### Required work
Lay out every line of the data below as a Markdown table with two columns, Row and Line. Number the rows in order and leave out any blank lines.

[start]

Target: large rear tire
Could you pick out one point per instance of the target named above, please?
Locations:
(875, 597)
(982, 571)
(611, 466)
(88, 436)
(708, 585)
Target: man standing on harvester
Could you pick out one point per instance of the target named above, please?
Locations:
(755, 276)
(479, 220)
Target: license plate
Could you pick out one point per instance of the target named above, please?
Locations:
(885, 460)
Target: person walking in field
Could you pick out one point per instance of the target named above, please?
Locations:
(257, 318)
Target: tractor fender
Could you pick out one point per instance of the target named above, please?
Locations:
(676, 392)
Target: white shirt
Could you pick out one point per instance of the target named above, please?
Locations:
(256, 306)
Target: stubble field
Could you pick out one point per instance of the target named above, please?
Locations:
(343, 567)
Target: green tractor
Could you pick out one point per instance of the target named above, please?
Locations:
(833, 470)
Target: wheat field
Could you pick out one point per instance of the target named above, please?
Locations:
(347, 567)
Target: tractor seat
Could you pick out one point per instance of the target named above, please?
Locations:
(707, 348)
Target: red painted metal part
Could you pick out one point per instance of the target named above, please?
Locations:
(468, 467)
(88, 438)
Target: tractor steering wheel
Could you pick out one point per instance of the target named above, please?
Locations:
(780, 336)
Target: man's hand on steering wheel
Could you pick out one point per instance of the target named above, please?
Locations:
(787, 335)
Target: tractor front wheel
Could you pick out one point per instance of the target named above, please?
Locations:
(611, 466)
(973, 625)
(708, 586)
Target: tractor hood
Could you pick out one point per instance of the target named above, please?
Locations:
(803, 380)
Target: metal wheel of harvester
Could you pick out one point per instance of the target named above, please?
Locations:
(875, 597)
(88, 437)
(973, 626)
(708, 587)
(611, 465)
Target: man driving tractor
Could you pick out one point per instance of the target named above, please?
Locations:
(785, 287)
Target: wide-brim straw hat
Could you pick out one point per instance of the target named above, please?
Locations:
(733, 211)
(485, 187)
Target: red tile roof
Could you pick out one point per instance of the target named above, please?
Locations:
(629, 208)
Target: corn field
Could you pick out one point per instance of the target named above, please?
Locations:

[end]

### Result of the exercise
| Row | Line |
|---|---|
| 1 | Target: large rear tire |
| 2 | Could you pick out one point per instance of the target named above, please? |
| 3 | Locations: |
| 4 | (875, 597) |
| 5 | (982, 571) |
| 6 | (611, 466) |
| 7 | (88, 436) |
| 8 | (708, 585) |
| 9 | Target: man standing on harvester |
| 10 | Could you pick out one point per instance of the target named above, please? |
| 11 | Locations: |
| 12 | (755, 276) |
| 13 | (479, 220) |
| 14 | Target: license plate |
| 15 | Could you pick out one point per instance of the target named above, please? |
| 16 | Locations: |
| 17 | (885, 460) |
| 18 | Target: person walking in field |
| 19 | Could you pick out one point per instance of the target named above, please? |
| 20 | Locations: |
| 21 | (257, 318) |
| 22 | Target: tractor fender |
| 23 | Could you pick out one point per instance of the target named above, please? |
| 24 | Locations: |
| 25 | (676, 392) |
| 26 | Target: white shirt |
| 27 | Could you pick out one point per instance of the target named above, please? |
| 28 | Locations: |
| 29 | (256, 306) |
| 30 | Target: stubble field |
| 31 | Could you pick out one point per instance of the target named above, please? |
| 32 | Locations: |
| 33 | (343, 567) |
| 34 | Target: green tractor |
| 35 | Could you pick out one point per instance of the target named above, please? |
| 36 | Locations: |
| 37 | (833, 470) |
| 38 | Target: wheat field |
| 39 | Could you pick out one point per instance of the target named above, please? |
| 40 | Locations: |
| 41 | (347, 567) |
| 42 | Target: tractor seat |
| 43 | Could you pick out one point per instance of the target named above, please? |
| 44 | Locations: |
| 45 | (707, 348) |
| 46 | Target: red painted metal part |
| 47 | Could you pick out one point per instance of the target named above, please? |
| 48 | Locations: |
| 49 | (468, 467) |
| 50 | (88, 438) |
| 51 | Target: tractor steering wheel |
| 52 | Could you pick out one point per instance of the target named above, please? |
| 53 | Locations: |
| 54 | (780, 336) |
| 55 | Target: man's hand on steering wheel |
| 56 | Could you pick out one point per instance of the target named above, please? |
| 57 | Locations: |
| 58 | (787, 335) |
| 59 | Target: tractor front wheel |
| 60 | Could you pick out one point per instance of the target named above, please? |
| 61 | Locations: |
| 62 | (611, 466) |
| 63 | (973, 625) |
| 64 | (708, 586) |
| 65 | Target: tractor hood |
| 66 | Could you pick out one point per instance of the target named above, please? |
| 67 | Locations: |
| 68 | (803, 380) |
| 69 | Target: metal wheel of harvester |
| 70 | Could you pick out one point per instance of the target named above, please? |
| 71 | Locations: |
| 72 | (875, 597) |
| 73 | (88, 437) |
| 74 | (973, 626) |
| 75 | (708, 587) |
| 76 | (611, 465) |
| 77 | Target: man driving tractor |
| 78 | Could you pick out one point per instance of the target named above, please? |
| 79 | Locations: |
| 80 | (785, 287) |
| 81 | Target: wide-brim straw hat |
| 82 | Could you pick out one point per instance of the target named above, please? |
| 83 | Locations: |
| 84 | (733, 211) |
| 85 | (485, 187) |
| 86 | Target: red tile roof |
| 87 | Could you pick out one point per instance of the target named above, please? |
| 88 | Locations: |
| 89 | (629, 208) |
| 90 | Target: corn field |
| 91 | Could you pick out one point per instance of the target named above, please? |
| 92 | Locations: |